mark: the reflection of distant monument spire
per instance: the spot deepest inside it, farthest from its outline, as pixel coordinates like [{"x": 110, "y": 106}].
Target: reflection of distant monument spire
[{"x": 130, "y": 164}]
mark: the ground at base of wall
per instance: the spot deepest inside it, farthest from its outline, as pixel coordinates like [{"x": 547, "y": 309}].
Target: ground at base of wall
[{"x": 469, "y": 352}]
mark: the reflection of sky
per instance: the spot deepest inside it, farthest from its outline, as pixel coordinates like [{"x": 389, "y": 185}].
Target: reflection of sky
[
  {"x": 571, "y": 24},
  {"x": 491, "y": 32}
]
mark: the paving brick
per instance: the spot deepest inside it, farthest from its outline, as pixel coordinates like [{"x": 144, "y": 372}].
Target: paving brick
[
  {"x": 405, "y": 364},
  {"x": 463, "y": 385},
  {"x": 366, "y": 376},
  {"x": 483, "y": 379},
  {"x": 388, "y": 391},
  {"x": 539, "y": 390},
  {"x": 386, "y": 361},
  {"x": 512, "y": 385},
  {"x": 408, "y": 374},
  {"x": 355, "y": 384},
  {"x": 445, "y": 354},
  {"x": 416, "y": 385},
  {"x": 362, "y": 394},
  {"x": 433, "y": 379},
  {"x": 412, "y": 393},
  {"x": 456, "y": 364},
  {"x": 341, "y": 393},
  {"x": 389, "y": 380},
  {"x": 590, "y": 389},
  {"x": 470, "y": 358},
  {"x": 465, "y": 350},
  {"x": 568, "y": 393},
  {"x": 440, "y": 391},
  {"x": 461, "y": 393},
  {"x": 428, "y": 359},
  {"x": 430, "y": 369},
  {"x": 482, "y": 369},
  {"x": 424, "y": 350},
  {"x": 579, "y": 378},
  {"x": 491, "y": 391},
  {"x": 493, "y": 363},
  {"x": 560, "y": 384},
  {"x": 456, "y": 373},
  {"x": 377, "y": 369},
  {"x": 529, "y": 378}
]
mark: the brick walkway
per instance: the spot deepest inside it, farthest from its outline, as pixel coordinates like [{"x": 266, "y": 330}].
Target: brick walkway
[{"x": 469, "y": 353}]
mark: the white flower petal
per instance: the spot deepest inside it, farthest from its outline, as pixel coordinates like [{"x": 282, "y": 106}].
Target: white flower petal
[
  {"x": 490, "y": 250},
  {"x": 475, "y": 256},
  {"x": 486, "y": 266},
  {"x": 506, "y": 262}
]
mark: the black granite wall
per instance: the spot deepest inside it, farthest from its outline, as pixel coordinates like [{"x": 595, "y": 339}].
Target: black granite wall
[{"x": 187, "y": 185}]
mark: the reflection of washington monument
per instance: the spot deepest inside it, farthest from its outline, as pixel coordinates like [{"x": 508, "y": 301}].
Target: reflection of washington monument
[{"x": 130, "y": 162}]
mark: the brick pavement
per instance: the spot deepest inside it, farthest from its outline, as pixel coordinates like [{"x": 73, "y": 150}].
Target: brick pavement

· · · ·

TASK PROMPT: Rewrite all of the lines above as a JSON list of strings, with one string per line and blank lines omitted.

ANSWER:
[
  "mark: the reflection of distant monument spire",
  "per instance: the spot deepest inside it, farthest from its outline, as pixel coordinates like [{\"x\": 110, \"y\": 106}].",
  "Target: reflection of distant monument spire",
  "[{\"x\": 130, \"y\": 164}]",
  "mark: the ground at base of wall",
  "per instance: the spot deepest inside it, farthest from its outline, as pixel coordinates like [{\"x\": 547, \"y\": 309}].",
  "Target: ground at base of wall",
  "[{\"x\": 469, \"y\": 352}]",
  "mark: the reflection of sky",
  "per instance: the spot deepest inside it, farthest from its outline, as pixel coordinates like [{\"x\": 389, \"y\": 185}].",
  "Target: reflection of sky",
  "[",
  "  {\"x\": 571, \"y\": 24},",
  "  {\"x\": 491, \"y\": 32}",
  "]",
  "mark: the paving brick",
  "per instance: the spot deepest inside it, farthest from its outline, as pixel coordinates like [{\"x\": 144, \"y\": 372}].",
  "Target: paving brick",
  "[",
  "  {\"x\": 405, \"y\": 364},",
  "  {\"x\": 463, \"y\": 385},",
  "  {\"x\": 366, \"y\": 376},",
  "  {\"x\": 483, \"y\": 379},",
  "  {\"x\": 388, \"y\": 391},",
  "  {\"x\": 539, \"y\": 390},",
  "  {\"x\": 386, \"y\": 361},",
  "  {\"x\": 512, \"y\": 385},",
  "  {\"x\": 408, \"y\": 374},",
  "  {\"x\": 355, \"y\": 384},",
  "  {\"x\": 445, \"y\": 354},",
  "  {\"x\": 416, \"y\": 385},",
  "  {\"x\": 362, \"y\": 394},",
  "  {\"x\": 433, \"y\": 379},",
  "  {\"x\": 412, \"y\": 393},",
  "  {\"x\": 456, \"y\": 364},",
  "  {\"x\": 341, \"y\": 393},",
  "  {\"x\": 389, \"y\": 380},",
  "  {\"x\": 590, \"y\": 389},",
  "  {\"x\": 470, \"y\": 358},",
  "  {\"x\": 465, \"y\": 350},",
  "  {\"x\": 568, \"y\": 393},",
  "  {\"x\": 440, \"y\": 391},",
  "  {\"x\": 461, \"y\": 393},",
  "  {\"x\": 428, \"y\": 359},",
  "  {\"x\": 430, \"y\": 369},",
  "  {\"x\": 482, \"y\": 369},",
  "  {\"x\": 424, \"y\": 350},",
  "  {\"x\": 579, \"y\": 378},",
  "  {\"x\": 491, \"y\": 391},",
  "  {\"x\": 493, \"y\": 363},",
  "  {\"x\": 560, \"y\": 384},",
  "  {\"x\": 456, \"y\": 373},",
  "  {\"x\": 377, \"y\": 369},",
  "  {\"x\": 529, \"y\": 378}",
  "]",
  "mark: the brick walkway",
  "per instance: the spot deepest inside it, farthest from its outline, as pixel coordinates like [{\"x\": 266, \"y\": 330}].",
  "Target: brick walkway",
  "[{\"x\": 469, \"y\": 353}]",
  "mark: the white flower petal",
  "per instance: the spot deepest inside it, farthest from its outline, as pixel coordinates like [{\"x\": 282, \"y\": 106}].",
  "Target: white flower petal",
  "[",
  "  {\"x\": 490, \"y\": 250},",
  "  {\"x\": 475, \"y\": 256},",
  "  {\"x\": 486, \"y\": 266},",
  "  {\"x\": 506, \"y\": 262}",
  "]",
  "mark: the black granite wall",
  "per instance: the spot deepest inside it, farthest from its outline, as pixel coordinates like [{\"x\": 595, \"y\": 339}].",
  "Target: black granite wall",
  "[{\"x\": 187, \"y\": 185}]",
  "mark: the reflection of washington monument",
  "per instance: the spot deepest inside it, farthest from its outline, as pixel coordinates like [{\"x\": 508, \"y\": 301}].",
  "Target: reflection of washington monument",
  "[{\"x\": 130, \"y\": 162}]",
  "mark: the brick pavement",
  "per instance: the spot deepest inside it, farthest from its outline, as pixel coordinates like [{\"x\": 73, \"y\": 150}].",
  "Target: brick pavement"
]